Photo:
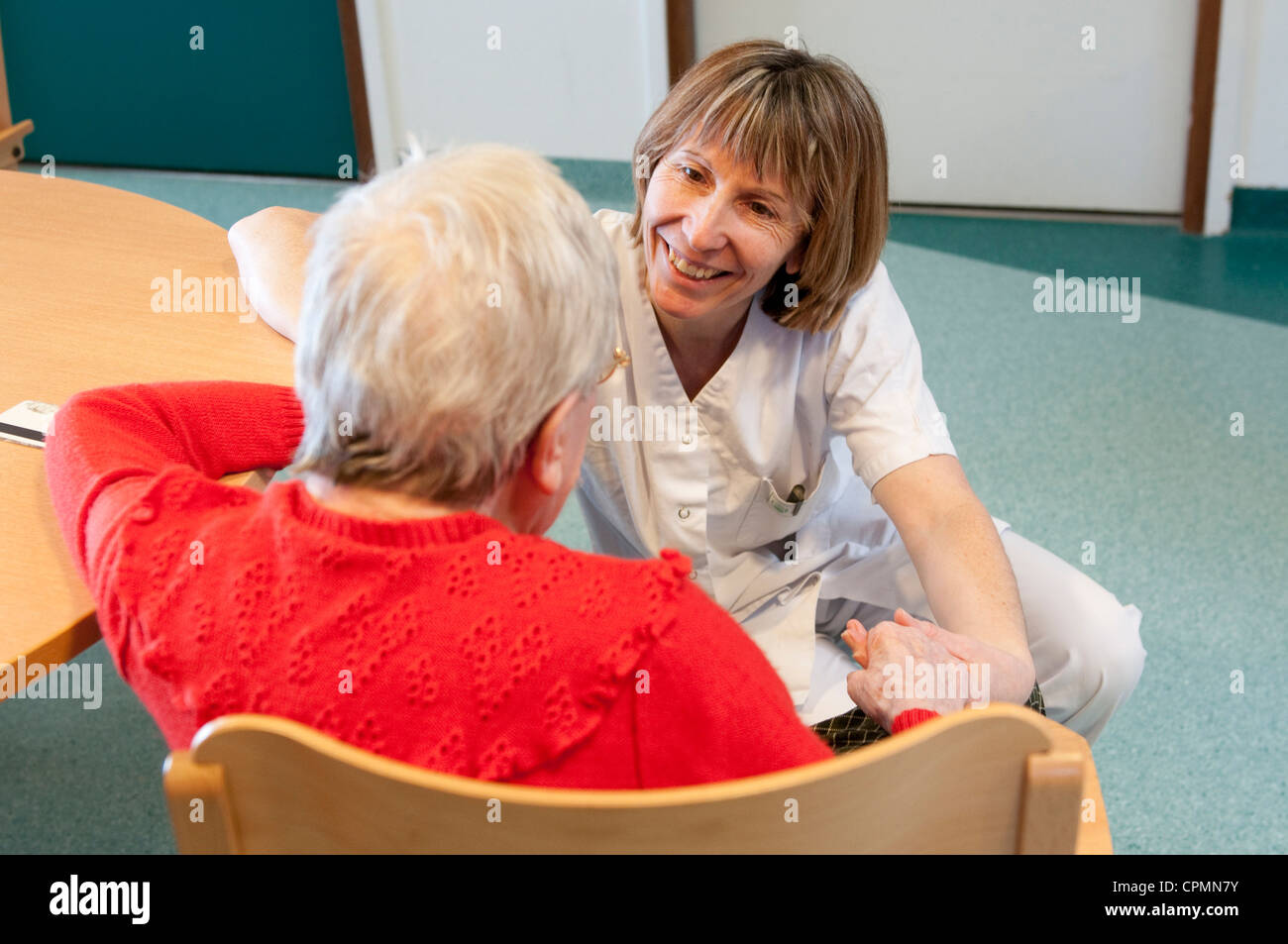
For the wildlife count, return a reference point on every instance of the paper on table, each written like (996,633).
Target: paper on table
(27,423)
________
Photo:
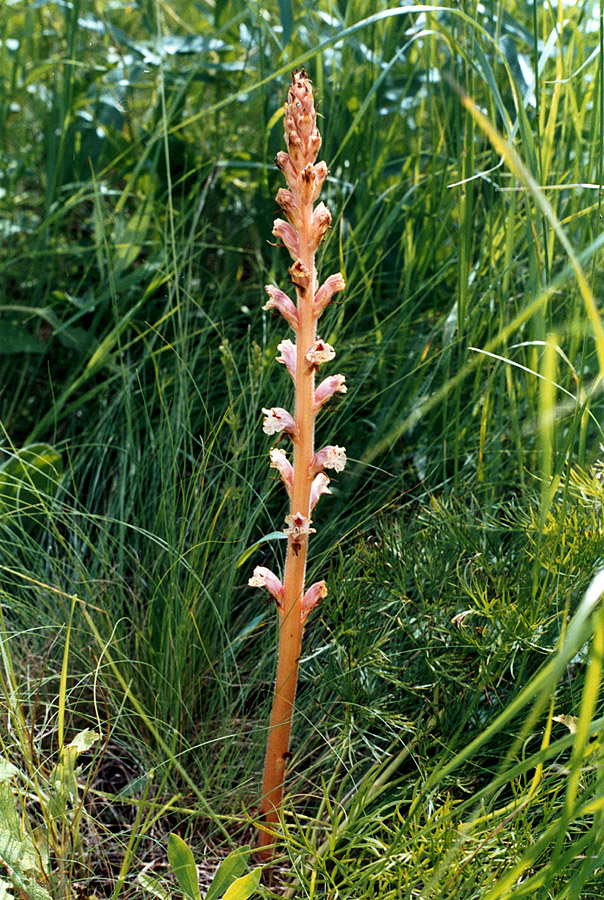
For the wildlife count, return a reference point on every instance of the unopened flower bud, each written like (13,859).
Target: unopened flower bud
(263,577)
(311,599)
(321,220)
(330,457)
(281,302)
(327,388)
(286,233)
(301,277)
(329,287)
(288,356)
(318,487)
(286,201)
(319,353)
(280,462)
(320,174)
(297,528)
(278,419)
________
**Задача**
Соберите все строки выше, в которых встречается слово «flower». Регистр букв учитывается.

**Результат**
For the wildlife count, return a reference point on every instance of the unopened flower bud, each written like (13,859).
Target: unopened flower bud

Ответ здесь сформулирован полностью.